■ OBJECTIVE
Turn all of the data below into a numbered list, with blank lines dropped and the pictures left out.

*****

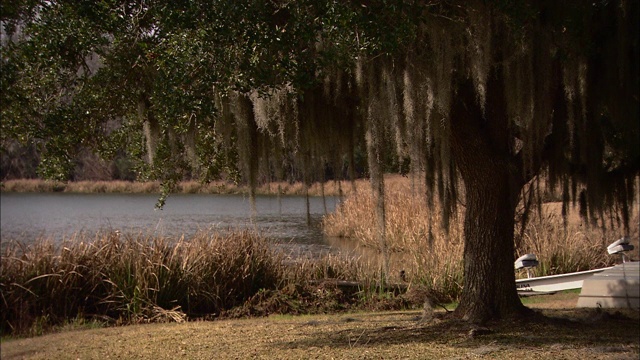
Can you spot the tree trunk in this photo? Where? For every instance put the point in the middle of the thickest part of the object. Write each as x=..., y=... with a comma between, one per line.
x=493, y=180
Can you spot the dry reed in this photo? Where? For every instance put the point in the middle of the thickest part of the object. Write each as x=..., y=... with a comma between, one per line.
x=122, y=279
x=433, y=258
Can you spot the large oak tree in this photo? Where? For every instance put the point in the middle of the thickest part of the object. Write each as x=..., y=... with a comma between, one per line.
x=484, y=98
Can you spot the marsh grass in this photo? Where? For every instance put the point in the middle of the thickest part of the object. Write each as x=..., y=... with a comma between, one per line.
x=121, y=279
x=329, y=188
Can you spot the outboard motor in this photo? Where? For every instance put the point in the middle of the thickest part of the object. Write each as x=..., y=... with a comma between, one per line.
x=527, y=261
x=620, y=246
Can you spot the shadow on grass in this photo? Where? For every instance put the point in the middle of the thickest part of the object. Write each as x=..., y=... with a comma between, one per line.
x=604, y=331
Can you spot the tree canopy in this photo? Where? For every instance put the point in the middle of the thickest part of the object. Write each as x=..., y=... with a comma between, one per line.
x=486, y=99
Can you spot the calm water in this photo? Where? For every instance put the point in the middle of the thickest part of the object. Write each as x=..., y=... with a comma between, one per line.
x=28, y=216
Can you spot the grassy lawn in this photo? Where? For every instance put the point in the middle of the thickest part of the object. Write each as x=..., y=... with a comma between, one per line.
x=563, y=333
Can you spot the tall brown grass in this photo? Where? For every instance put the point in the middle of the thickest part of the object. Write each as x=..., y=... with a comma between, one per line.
x=121, y=279
x=432, y=257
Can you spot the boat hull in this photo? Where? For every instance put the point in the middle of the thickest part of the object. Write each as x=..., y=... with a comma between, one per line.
x=553, y=283
x=618, y=287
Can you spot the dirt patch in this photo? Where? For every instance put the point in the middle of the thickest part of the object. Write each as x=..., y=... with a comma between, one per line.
x=567, y=333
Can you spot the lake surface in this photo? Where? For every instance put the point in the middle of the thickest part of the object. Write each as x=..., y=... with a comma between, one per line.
x=27, y=216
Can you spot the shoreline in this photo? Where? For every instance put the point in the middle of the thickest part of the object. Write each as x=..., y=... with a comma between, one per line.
x=329, y=188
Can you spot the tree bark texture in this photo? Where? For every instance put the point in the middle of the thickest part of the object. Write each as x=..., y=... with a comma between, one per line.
x=480, y=143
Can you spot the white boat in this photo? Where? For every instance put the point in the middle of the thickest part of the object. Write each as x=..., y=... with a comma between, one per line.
x=553, y=283
x=569, y=281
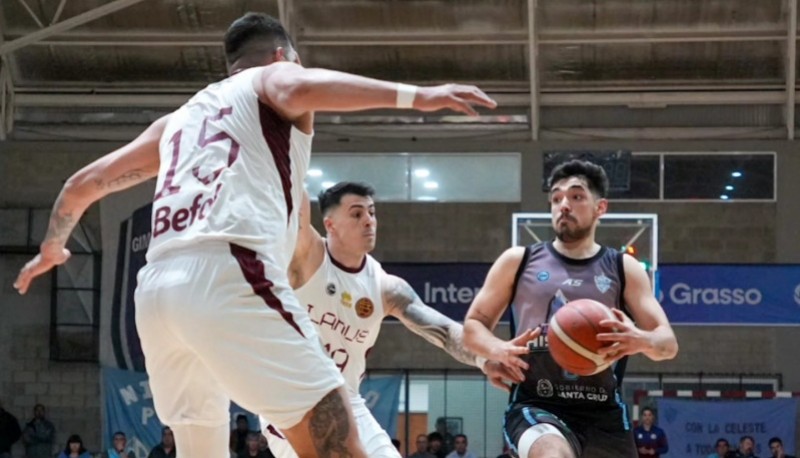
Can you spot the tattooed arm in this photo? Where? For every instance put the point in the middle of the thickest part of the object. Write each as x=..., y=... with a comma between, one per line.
x=403, y=303
x=130, y=165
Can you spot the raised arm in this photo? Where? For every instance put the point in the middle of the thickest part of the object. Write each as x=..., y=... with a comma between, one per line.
x=651, y=334
x=294, y=91
x=130, y=165
x=487, y=308
x=310, y=249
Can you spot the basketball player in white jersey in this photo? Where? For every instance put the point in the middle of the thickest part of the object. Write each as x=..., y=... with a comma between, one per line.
x=348, y=295
x=214, y=310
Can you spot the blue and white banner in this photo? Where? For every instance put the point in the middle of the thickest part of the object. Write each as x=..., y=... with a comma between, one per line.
x=129, y=408
x=447, y=287
x=383, y=397
x=693, y=427
x=731, y=294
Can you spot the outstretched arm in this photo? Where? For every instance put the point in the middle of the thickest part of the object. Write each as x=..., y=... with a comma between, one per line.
x=130, y=165
x=486, y=310
x=310, y=249
x=294, y=91
x=403, y=303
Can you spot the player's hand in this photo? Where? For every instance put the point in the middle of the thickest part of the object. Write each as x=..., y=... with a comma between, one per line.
x=500, y=376
x=49, y=257
x=456, y=97
x=624, y=339
x=509, y=352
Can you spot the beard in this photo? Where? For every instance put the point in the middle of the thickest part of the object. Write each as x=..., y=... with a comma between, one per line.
x=575, y=233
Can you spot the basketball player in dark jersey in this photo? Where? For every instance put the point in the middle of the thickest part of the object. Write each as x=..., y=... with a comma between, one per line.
x=554, y=413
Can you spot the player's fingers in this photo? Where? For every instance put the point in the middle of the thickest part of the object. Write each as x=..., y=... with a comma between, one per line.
x=464, y=107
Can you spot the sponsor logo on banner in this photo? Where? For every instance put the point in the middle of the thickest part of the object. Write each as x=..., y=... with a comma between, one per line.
x=730, y=294
x=683, y=293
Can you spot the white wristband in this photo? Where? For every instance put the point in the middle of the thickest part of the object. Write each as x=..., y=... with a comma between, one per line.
x=405, y=95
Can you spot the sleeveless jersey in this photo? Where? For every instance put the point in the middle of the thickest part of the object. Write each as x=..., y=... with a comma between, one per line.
x=546, y=280
x=231, y=170
x=346, y=306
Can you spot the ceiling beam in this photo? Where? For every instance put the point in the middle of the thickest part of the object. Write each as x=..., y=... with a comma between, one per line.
x=67, y=24
x=791, y=63
x=413, y=38
x=533, y=69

*****

■ RESULT FOR THIS EXERCISE
1. Can you spot the tree trunk in this photo? Where? For every instance put the point in the middle of the thickest part of the object. Write each as x=..., y=... with a comma between, one per line.
2. x=493, y=180
3. Can you spot the dry reed in this photo? Where? For every instance put the point in the middle of the thickest part of the object. Write each as x=..., y=... with a comma between, one per line.
4. x=122, y=279
5. x=433, y=258
6. Can you spot the large oak tree in this photo? Where? For every instance put the point in the middle of the thickest part of the object. Write each as x=..., y=... with a comma between, one per line.
7. x=484, y=98
8. Can you spot the marsh grass in this photo? Where? For every instance put the point in the middle of the thickest part of the object. Write each as x=..., y=... with a comma between, one per line.
9. x=121, y=279
10. x=329, y=188
11. Can you spot the outboard motor in this photo? Where? For every instance put the point in the middle of the thickest part of the object. Write each as x=..., y=... with a comma between, one per line.
12. x=527, y=261
13. x=620, y=246
14. Can you spot the shadow on grass in this photo? Where? For every instance put the point in the middle of the thickest part of the object. Write each as x=..., y=... with a comma between, one per line.
15. x=604, y=331
16. Can you spot the tree canopy in this photo? Where? For every instance put the point in the middle of the thickest part of the object. Write each as x=..., y=... with a comma between, one per line.
17. x=486, y=99
18. Can you spot the calm water in this photo? Where? For every instance put the point in the middle of the thickest part of the object. Write each as x=..., y=... with a comma between, one per line.
19. x=28, y=216
20. Can you spot the grassy lawn in this photo? Where? For every instance put the point in the middle of the thickest part of the object. Write each as x=..., y=... with a comma between, one per line.
21. x=563, y=333
22. Can you spot the tall brown grass in this photo? Where? For every instance put the point in the middle of the thickest part of the object. Write each as x=..., y=... with a comma between, one per line.
23. x=121, y=279
24. x=432, y=257
25. Can you spot the boat hull in this photo? Where? For every instance put the point in the middle of the thickest part of the object. Write each as x=..., y=... with a comma between, one per line.
26. x=553, y=283
27. x=618, y=287
28. Can you spot the dirt patch in this photo? Where? For every instance put the point in the middle of the thickest part of the object. Write each as x=..., y=... with a comma between, one per line.
29. x=567, y=333
30. Can you spot the lake surface in this photo? Where? For every instance put the point in the middle of the thickest part of the object. Write each as x=..., y=... with a comma between, one per line.
31. x=27, y=216
32. Can you spot the shoreline in this photo? Where? For every instance put the point in the middle of the thickest part of the object. Write each as x=..., y=... with a comma between, one per line.
33. x=329, y=188
34. Can you spot the tree bark texture in this photo? Where? For every instance put the point in the middle of the thickest part of the object. Write each as x=..., y=... with a comma between, one per line.
35. x=480, y=143
36. Can you spot the white boat in this photo? Where? For every instance put the point in the middle of the thickest part of the object. Write each as x=..., y=... with a comma between, one per line.
37. x=553, y=283
38. x=569, y=281
39. Can you spot the tattooed arm in this photo? Where? For every instance put the point in the middle of the thickest part of the object. Write each as x=..., y=... with a comma between, one per line.
40. x=403, y=303
41. x=130, y=165
42. Can you spot the raised arm in this photo? Where? For every instance put the point in the middle of the thickest part of the object. Write each as x=..., y=... with a comma between, one per line.
43. x=651, y=334
44. x=294, y=91
45. x=130, y=165
46. x=487, y=308
47. x=310, y=249
48. Can you spot the basketball player in white jersey in this photo? Where? For every instance put the point in the middle of the thickest part of the object. Write each as x=..., y=... with a comma between, one per line.
49. x=348, y=295
50. x=214, y=310
51. Can you spot the blue and white banner in this photo? Where? For every instance put the point in the middle of the thickest part of the object. Write each as x=..., y=... with a comma between, one per line.
52. x=129, y=408
53. x=447, y=287
54. x=383, y=397
55. x=693, y=427
56. x=731, y=294
57. Can you spot the outstretched arm in this photo? Where? For every instance put the point in the middle of the thickest part of the object. Write each as x=..., y=... with a comma between, one per line.
58. x=130, y=165
59. x=486, y=310
60. x=310, y=249
61. x=294, y=91
62. x=403, y=303
63. Can you spot the player's hand in this photo? Where? For every instance put the point in the middle of the thickest part of the object. Write each as x=..., y=... with a comma between, one per line.
64. x=500, y=376
65. x=49, y=257
66. x=456, y=97
67. x=624, y=339
68. x=509, y=352
69. Can you spot the beard in this photo? Where? For every instance put the point in the middle of the thickest part of the object. Write each as x=..., y=... with a comma between, one per line.
70. x=575, y=233
71. Can you spot the basketball player in dark jersey in this photo? Where? For every instance put the point in the middle of the thickest part of the object. Write each as x=..., y=... with a comma between, one per line.
72. x=554, y=413
73. Can you spot the player's fingers in this photo? Where? For every instance put the point in the middle of the thickest part of the object. Write each as x=..., y=... with a comma between, one per line.
74. x=464, y=107
75. Can you spot the sponsor logo on banner in this photo? Where? For every instance put the point in the middle of the thickest part of the object. Write each as x=..., y=... with a comma between, one per line.
76. x=730, y=294
77. x=683, y=293
78. Can you spot the white wristband in this photo? Where? For every instance put the point in the middle of the thickest part of the object. Write each as x=..., y=... with a comma between, one per line.
79. x=405, y=95
80. Can you spot the sleeveless jersey in this photo? Where? For every instance put the point in the middle of the thickest part of the object. Write each as x=..., y=... with a comma between, one per line.
81. x=546, y=280
82. x=231, y=170
83. x=346, y=306
84. Can you spot the ceiling beam in this photo? Where? For every instance put the point in the middle of the thickest part of the object. Write each as x=..., y=... with a comma between, one per line.
85. x=67, y=24
86. x=791, y=63
87. x=413, y=38
88. x=533, y=69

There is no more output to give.